[Records for the exercise Boundary: Start]

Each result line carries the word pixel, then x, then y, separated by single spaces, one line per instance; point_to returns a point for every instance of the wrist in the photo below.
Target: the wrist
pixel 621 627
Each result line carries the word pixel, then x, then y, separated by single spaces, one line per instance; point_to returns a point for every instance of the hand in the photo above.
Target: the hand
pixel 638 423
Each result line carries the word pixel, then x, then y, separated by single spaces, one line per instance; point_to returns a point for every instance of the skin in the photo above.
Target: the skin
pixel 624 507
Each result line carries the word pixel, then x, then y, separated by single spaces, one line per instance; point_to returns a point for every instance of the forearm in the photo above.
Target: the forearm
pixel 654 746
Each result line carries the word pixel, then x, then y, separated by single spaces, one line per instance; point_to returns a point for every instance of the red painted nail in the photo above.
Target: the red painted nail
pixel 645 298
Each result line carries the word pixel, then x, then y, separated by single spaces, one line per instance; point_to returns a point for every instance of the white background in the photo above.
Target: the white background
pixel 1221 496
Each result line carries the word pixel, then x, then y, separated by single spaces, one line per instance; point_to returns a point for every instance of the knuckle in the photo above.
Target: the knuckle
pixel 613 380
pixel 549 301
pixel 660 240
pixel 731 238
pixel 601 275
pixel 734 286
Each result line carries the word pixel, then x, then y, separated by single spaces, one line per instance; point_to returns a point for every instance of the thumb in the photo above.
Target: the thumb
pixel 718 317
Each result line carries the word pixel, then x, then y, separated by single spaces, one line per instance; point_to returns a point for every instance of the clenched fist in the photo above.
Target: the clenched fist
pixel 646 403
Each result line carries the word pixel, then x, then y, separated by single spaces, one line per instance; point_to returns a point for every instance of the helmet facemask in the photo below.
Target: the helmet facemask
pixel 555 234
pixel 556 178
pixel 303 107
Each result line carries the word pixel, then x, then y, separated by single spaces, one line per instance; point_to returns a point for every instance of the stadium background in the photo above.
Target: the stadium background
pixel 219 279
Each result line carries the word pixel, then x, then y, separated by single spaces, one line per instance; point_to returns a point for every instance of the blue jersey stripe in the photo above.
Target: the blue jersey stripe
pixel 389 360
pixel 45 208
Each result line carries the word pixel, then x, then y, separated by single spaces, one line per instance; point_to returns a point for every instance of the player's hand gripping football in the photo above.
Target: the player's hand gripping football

[Records for the exercise Boundary: End]

- [Exercise goal]: From the listing above, collect each line in which the string "gripping" appears.

- [Task response]:
Each result line carries the word pixel, then x, then y, separated by single spaces, one line per instance; point_to returns a point for every instance of the player's hand gripping football in the photo above.
Target: the player's hand gripping football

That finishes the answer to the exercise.